--- Start GIVEN INFORMATION ---

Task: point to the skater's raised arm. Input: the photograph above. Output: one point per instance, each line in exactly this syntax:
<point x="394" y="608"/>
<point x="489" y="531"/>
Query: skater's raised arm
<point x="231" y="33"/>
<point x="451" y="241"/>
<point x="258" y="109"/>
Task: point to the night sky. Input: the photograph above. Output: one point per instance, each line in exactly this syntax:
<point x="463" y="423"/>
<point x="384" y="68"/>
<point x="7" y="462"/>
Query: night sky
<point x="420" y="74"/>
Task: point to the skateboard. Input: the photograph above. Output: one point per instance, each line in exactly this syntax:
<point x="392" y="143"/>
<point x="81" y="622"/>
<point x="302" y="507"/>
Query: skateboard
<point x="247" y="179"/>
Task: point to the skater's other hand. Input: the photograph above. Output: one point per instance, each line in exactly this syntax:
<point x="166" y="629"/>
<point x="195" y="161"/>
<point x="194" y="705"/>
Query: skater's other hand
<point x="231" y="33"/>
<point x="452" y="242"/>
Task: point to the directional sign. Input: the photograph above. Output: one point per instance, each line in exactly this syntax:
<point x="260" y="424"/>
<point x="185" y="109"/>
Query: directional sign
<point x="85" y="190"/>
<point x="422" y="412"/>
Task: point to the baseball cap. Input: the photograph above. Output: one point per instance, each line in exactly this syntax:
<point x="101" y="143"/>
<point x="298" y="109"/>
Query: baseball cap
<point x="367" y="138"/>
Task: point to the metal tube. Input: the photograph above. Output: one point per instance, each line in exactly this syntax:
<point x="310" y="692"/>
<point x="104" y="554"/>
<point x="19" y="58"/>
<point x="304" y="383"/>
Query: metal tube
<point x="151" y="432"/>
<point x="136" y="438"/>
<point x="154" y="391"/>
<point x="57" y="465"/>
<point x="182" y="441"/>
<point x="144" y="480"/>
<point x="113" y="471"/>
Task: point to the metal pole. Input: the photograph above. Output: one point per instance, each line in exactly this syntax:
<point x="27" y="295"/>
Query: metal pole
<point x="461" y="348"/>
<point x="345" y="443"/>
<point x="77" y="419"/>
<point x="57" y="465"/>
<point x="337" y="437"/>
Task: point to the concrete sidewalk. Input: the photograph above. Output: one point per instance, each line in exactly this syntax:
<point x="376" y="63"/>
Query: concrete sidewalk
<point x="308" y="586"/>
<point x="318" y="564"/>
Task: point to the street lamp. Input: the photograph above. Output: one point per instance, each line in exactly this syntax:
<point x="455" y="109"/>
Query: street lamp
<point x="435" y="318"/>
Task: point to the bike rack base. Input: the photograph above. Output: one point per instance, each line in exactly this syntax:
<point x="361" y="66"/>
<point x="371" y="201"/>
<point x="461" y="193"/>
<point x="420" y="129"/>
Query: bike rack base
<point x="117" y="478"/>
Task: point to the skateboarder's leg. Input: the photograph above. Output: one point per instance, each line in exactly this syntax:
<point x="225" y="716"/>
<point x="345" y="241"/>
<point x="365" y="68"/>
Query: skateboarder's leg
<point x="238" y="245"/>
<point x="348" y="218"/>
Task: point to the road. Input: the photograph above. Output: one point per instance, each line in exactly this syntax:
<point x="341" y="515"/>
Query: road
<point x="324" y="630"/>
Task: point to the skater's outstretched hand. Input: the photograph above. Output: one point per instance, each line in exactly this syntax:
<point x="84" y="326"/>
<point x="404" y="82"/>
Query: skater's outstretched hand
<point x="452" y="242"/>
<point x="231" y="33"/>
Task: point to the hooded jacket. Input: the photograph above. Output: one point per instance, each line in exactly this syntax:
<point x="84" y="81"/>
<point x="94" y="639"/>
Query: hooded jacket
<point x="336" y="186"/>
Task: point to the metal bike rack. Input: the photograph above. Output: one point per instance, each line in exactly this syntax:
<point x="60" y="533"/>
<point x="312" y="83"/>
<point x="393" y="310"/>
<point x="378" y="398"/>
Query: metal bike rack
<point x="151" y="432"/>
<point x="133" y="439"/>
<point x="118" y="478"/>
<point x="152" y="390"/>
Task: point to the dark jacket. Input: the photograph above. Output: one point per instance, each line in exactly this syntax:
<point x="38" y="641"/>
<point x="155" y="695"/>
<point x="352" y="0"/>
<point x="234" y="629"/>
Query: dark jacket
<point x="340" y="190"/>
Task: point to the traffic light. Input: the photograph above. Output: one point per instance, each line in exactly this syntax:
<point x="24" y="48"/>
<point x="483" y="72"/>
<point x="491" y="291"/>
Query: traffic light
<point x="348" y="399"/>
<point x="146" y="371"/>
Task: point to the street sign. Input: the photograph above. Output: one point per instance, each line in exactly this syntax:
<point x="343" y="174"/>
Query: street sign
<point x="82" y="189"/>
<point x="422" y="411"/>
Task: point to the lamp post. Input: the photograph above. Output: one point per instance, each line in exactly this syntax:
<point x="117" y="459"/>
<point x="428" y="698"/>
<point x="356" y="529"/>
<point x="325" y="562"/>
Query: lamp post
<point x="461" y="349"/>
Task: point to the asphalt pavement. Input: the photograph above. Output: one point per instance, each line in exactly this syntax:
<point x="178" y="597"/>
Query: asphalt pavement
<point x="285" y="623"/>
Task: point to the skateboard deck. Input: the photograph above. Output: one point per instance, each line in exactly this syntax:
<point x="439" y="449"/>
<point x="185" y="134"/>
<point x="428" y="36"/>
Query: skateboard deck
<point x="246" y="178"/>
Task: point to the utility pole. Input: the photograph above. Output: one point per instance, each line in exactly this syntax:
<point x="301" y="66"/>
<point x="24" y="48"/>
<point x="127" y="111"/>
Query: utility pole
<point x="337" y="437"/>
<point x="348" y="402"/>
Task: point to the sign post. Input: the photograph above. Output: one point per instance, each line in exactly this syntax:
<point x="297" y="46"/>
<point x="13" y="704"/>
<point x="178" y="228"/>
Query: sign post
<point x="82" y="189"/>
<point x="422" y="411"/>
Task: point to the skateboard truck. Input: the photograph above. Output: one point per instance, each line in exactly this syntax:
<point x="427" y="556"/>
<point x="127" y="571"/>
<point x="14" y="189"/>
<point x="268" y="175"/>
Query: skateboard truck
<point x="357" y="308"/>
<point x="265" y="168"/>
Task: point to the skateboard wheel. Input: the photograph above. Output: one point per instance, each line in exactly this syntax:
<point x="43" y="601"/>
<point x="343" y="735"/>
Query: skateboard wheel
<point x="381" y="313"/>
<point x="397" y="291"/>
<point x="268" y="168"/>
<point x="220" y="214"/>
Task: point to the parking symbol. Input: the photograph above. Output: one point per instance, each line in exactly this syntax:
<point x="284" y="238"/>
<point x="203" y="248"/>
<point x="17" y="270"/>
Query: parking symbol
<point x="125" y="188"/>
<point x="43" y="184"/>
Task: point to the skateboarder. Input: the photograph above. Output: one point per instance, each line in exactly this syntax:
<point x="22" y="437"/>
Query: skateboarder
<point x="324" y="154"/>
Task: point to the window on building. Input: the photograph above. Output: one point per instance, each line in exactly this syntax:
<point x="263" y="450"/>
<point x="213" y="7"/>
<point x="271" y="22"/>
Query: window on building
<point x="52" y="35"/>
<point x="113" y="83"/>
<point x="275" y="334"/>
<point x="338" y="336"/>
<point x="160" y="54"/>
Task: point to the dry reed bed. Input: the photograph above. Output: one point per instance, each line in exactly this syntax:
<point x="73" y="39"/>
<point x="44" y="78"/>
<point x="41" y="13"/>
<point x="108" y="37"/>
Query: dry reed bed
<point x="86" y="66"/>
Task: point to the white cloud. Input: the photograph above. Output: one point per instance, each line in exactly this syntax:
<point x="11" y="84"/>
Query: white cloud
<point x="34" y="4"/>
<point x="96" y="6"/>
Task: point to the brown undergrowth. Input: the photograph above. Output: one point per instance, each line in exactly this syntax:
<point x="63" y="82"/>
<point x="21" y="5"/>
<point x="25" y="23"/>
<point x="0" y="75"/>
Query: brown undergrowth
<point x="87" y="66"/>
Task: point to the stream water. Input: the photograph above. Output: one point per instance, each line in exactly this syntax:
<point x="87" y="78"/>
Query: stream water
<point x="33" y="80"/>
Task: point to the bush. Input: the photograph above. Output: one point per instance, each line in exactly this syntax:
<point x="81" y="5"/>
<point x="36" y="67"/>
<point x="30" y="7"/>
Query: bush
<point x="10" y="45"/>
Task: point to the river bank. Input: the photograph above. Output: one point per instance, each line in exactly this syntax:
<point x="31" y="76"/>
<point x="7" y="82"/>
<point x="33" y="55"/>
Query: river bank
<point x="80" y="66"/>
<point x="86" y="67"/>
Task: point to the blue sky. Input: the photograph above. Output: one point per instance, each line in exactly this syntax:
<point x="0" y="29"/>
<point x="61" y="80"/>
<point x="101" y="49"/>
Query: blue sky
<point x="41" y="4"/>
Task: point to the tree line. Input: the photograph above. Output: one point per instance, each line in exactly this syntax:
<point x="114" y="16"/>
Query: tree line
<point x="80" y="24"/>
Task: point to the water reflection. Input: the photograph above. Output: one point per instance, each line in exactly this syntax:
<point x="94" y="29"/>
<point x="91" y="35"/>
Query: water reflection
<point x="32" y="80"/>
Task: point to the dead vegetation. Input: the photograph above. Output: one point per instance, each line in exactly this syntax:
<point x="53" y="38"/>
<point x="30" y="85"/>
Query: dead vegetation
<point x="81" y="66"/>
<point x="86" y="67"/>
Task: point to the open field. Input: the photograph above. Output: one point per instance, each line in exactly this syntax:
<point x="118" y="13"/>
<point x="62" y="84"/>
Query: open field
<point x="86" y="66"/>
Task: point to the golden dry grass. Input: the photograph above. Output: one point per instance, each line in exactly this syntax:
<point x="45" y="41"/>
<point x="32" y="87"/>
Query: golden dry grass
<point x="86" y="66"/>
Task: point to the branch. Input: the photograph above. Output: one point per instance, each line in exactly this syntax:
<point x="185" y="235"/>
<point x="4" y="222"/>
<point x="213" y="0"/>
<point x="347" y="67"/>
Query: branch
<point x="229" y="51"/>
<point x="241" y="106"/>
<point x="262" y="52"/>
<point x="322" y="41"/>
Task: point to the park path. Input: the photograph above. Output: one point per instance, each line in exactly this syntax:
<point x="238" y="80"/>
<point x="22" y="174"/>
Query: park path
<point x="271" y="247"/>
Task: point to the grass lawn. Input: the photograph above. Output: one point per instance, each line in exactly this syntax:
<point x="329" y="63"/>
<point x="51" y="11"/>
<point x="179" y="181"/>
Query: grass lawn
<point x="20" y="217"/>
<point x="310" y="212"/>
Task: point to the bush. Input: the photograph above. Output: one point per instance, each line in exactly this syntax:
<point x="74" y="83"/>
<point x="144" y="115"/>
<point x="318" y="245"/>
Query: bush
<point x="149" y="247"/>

--- End GIVEN INFORMATION ---

WHAT YOU WILL DO:
Starting at the line that contains "Task: point to the blue", output each remaining line of the listing, the last line included, exactly as it appears.

EXPECTED OUTPUT:
Task: point to the blue sky. Input: the photograph above. Output: one point per instance, each line in exactly this syntax:
<point x="0" y="29"/>
<point x="61" y="80"/>
<point x="101" y="49"/>
Query: blue sky
<point x="41" y="4"/>
Task: point to the tree line. Input: the photograph above. Output: one point per instance, each line in exactly this syntax:
<point x="114" y="16"/>
Query: tree line
<point x="80" y="24"/>
Task: point to the water reflection. Input: the photograph above. Output: one point per instance, each line in exactly this syntax:
<point x="94" y="29"/>
<point x="91" y="35"/>
Query: water reflection
<point x="32" y="80"/>
Task: point to the dead vegetation. Input: the photograph above. Output: one point per instance, each line in exactly this syntax:
<point x="53" y="38"/>
<point x="30" y="85"/>
Query: dead vegetation
<point x="81" y="66"/>
<point x="86" y="67"/>
Task: point to the open field. Input: the photograph above. Output: one point per instance, each line in exactly this syntax:
<point x="118" y="13"/>
<point x="62" y="84"/>
Query: open field
<point x="86" y="66"/>
Task: point to the golden dry grass. Input: the photograph above. Output: one point per instance, each line in exactly this syntax:
<point x="45" y="41"/>
<point x="32" y="87"/>
Query: golden dry grass
<point x="86" y="66"/>
Task: point to the branch. Input: the photograph above. Output: one point per instance, each line in exactly this syntax:
<point x="185" y="235"/>
<point x="4" y="222"/>
<point x="213" y="0"/>
<point x="347" y="67"/>
Query: branch
<point x="229" y="51"/>
<point x="241" y="106"/>
<point x="262" y="52"/>
<point x="322" y="41"/>
Task: point to the park path. Input: the photograph above. Output: one point per instance, each line in exactly this syntax:
<point x="238" y="80"/>
<point x="22" y="174"/>
Query: park path
<point x="271" y="247"/>
Task: point to the grass lawn. Input: the photograph above. Output: one point per instance, each line in exactly this syntax:
<point x="329" y="63"/>
<point x="51" y="11"/>
<point x="179" y="181"/>
Query: grass lawn
<point x="20" y="217"/>
<point x="310" y="212"/>
Task: point to the bush. Input: the photograph above. Output: one point per instance, each line in exactly this syntax:
<point x="74" y="83"/>
<point x="144" y="115"/>
<point x="318" y="245"/>
Query: bush
<point x="149" y="247"/>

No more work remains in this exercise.